# Ausgangstext:

%%

Sag uns jetzt bitte, was kennst du in Rot?
Zum Beispiel: Meine Mütze, mein Feuerwehrauto, die rote Ampel, das Herz.
2. Gelb ist die Sonne, gelb ist das Feuer.
Sag uns jetzt bitte, was kennst du in Gelb?
Zum Beispiel: Der Kanarienvogel, das Postauto, die Banane, die Zitrone.
3. Grün ist der Wald und grün ist die Wiese.
Sag uns jetzt bitte, was kennst du in Grün?
Zum Beispiel: Mein Traktor, das Polizeiauto, eine Gurke.
Bis zum Schuleintritt lernen Kinder durchschnittlich 13.000 Wörter. Mit dem damit verbunden kognitiven Reifungsprozess sind nun die Kinder in der Lage, wiederum alte und neue Wörter mit ihrer entsprechenden symbolischen Zeichenumsetzung in der Schrift zu lernen.
In der Psychologie wird allgemein erkannt, dass Sprache und Denken in einer sehr engen Beziehung stehen und die Entwicklung der Intelligenz beeinflussen. Nichtsdestotrotz ist Sprache eine notwendige, jedoch nicht hinreichende Bedingung für den Aufbau logischer Operationen. Wichtig für Pädagogen im Vorschulbereich ist die Erkenntnis, dass sich das Denken beim Kind nur durch das Tun entwickelt (Stichwort: das forschende Kind, Ko-Konstruktion) und die Sprache sozusagen die symbolische Verdichtung dieses Tuns darstellt. Gleichzeitig hat die Sprache die Funktion der sozialen Kontrolle, zum Beispiel bei Interaktionen während eines Spieles.

%%

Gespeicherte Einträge
%%

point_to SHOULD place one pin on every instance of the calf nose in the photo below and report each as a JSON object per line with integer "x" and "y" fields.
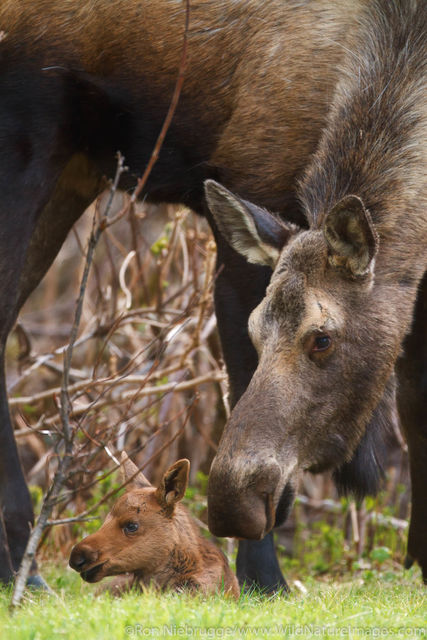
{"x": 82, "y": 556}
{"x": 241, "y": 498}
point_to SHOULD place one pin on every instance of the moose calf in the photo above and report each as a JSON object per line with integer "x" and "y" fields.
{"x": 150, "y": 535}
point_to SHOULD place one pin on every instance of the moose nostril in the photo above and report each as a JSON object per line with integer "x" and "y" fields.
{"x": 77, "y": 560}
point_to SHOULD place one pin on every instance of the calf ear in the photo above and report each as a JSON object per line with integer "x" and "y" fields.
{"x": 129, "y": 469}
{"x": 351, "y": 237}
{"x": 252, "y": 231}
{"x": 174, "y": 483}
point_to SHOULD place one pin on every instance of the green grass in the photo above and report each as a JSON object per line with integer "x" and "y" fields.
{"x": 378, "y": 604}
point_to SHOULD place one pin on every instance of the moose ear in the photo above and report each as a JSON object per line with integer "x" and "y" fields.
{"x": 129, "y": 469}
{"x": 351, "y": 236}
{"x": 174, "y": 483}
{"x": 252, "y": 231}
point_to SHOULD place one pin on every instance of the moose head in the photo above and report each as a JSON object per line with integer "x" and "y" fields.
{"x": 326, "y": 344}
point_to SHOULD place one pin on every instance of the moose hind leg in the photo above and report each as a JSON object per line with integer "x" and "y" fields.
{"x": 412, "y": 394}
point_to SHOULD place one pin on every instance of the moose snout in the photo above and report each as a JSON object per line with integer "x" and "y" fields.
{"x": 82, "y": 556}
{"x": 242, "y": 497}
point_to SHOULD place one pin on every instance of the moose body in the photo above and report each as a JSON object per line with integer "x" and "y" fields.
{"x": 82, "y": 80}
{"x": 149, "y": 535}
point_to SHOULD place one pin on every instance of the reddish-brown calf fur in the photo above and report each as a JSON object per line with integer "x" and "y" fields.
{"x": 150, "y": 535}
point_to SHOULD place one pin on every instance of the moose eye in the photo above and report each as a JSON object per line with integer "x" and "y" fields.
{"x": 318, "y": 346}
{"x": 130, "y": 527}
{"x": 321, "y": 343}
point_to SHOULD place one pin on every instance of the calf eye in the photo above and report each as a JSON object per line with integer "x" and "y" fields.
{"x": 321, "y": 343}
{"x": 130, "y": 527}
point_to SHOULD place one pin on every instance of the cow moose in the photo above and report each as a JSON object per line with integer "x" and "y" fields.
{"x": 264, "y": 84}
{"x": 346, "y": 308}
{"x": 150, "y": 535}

%%
%%

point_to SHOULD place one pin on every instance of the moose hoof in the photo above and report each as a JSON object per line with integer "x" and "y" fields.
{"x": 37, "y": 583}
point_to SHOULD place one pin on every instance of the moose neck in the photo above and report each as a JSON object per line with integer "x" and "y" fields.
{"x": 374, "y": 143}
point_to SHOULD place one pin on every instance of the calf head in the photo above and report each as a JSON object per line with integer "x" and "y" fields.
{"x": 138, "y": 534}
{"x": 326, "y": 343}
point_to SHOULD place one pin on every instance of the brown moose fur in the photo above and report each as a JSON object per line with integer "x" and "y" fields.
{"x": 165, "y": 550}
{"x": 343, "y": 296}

%%

# Aufgaben:
**A)** Filtere aus den Einträgen alle Zeilen heraus, die das Wort „hoof“ enthalten, und gib sie unverändert wieder.
**B)** Führe den Ausgangstext über Sprachentwicklung im Kindesalter im Anschluss an seinen letzten Satz weiter.

# Ergebnisse je Aufgabe:
**A)**
point_to SHOULD place one pin on every instance of the moose hoof in the photo above and report each as a JSON object per line with integer "x" and "y" fields.

**B)**
Sprachförderung durch Reime in Finger- und Handgestenspielen
Durch den aufrechten Gang des Menschen entwickelte sich durch den differenzierteren Einsatz der Finger die Feinmotorik der Hände und parallel dazu die differenzierte Funktion der Stimmbänder. Das Sprachzentrum im Gehirn liegt nicht ohne Grund direkt neben dem Zentrum der Motorik der Hände.
Der Daumen allerdings nimmt im Motorikzentrum der Hand einen großen Teil ein. Das ist kein Zufall, denn durch den Daumen sind wir imstande, zu greifen und zu begreifen. Und dieses Begreifen hängt wiederum unmittelbar mit der Entwicklung der Intelligenz zusammen. Beobachten wir Säuglinge und Kleinkinder, erkennen wir staunend, mit welcher Intensität und Ausdauer sie ihre Umwelt im wahrsten Sinnes des Wortes begreifen, ertasten, erfühlen und erschmecken. Doch nicht ohne Grund gibt es für Kinder die Fingerspiele, die nur mit dem Daumen ausgeführt werden, um die Motorik des Daumens zu fördern. Viele Kinderspiele entstanden aus dem intuitiven Verständnis, was dem Kind in seiner Entwicklung hilft.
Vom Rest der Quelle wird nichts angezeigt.